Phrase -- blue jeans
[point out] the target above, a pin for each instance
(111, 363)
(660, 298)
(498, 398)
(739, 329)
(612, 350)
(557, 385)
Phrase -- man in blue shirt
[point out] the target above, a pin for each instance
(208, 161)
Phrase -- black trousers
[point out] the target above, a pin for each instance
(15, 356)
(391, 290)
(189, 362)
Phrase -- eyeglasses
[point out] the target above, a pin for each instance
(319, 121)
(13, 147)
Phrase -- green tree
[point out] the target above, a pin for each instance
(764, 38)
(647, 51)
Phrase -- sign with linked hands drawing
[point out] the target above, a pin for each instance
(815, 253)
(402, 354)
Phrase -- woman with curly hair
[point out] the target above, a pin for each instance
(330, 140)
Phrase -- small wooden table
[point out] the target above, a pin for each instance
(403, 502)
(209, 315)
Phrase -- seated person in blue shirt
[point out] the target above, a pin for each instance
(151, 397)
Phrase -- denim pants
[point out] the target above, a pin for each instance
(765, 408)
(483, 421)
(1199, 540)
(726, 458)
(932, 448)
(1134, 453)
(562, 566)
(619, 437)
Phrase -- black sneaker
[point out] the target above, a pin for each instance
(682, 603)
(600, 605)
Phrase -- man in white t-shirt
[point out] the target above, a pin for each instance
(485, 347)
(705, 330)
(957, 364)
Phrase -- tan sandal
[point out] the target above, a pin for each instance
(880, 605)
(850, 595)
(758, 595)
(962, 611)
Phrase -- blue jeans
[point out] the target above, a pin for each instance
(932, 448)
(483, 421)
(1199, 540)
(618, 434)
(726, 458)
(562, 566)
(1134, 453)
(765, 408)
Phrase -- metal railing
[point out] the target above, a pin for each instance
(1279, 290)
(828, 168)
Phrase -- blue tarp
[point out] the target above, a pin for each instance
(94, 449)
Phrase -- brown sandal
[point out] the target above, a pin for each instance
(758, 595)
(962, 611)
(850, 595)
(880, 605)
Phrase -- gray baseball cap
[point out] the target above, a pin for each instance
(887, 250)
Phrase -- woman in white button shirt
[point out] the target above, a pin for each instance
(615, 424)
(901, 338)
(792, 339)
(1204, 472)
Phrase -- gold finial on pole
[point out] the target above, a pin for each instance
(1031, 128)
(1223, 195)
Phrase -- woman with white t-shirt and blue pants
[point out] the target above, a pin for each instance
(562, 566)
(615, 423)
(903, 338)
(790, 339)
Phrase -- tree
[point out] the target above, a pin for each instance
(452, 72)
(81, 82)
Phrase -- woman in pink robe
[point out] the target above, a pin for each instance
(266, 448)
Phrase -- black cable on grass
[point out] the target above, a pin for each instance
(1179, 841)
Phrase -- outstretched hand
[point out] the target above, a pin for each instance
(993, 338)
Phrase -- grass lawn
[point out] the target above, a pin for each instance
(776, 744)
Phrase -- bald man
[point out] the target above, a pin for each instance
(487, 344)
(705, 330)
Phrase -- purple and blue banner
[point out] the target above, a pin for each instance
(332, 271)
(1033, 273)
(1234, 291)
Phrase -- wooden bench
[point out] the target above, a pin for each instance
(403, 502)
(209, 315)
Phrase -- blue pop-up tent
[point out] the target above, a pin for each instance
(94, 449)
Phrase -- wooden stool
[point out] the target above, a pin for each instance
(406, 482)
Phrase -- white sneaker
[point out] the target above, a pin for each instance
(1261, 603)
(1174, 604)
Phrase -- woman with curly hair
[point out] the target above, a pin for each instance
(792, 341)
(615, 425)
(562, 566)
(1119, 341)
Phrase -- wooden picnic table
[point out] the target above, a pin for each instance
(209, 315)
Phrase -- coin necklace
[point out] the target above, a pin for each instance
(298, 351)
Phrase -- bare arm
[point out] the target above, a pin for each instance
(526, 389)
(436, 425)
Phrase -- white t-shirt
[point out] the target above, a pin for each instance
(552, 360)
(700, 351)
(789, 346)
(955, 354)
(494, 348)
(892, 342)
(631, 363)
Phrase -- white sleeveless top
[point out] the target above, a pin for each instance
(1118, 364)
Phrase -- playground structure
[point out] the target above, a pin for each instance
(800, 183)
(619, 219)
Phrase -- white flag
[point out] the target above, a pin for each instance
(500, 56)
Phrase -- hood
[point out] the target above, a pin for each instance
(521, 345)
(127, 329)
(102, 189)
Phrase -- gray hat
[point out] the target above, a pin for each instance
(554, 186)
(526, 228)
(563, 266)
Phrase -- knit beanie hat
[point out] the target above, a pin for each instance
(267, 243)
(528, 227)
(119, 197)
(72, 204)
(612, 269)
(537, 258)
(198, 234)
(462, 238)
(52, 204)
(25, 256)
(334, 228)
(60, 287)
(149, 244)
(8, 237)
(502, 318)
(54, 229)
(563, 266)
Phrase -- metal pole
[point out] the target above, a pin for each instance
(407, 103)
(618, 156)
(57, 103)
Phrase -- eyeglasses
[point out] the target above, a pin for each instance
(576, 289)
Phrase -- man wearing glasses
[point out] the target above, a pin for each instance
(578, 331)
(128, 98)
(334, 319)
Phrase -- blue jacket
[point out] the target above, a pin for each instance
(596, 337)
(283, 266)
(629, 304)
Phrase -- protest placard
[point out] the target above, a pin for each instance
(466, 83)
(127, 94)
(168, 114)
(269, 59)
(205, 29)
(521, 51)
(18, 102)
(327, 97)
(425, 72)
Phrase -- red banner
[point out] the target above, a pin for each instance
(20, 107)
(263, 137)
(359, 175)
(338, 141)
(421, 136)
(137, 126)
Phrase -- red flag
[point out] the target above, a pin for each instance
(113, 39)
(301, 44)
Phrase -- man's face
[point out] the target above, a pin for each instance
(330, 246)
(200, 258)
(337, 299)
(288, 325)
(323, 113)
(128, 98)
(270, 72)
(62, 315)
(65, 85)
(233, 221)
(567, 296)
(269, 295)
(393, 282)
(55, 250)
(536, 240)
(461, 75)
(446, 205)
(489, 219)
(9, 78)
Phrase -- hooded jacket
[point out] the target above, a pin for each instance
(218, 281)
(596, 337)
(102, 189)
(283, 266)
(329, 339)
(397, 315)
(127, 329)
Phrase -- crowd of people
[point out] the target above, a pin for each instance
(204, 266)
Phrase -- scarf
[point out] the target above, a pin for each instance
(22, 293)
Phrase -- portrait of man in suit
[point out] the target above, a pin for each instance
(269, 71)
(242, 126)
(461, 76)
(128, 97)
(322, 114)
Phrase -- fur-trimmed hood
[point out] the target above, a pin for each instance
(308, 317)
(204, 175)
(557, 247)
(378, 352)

* REQUIREMENT
Show a copy of each line from the records above in which the string "black" occurs.

* RESPONSE AREA
Phrase -- black trousers
Phrase -- black sneaker
Phrase -- black cable on grass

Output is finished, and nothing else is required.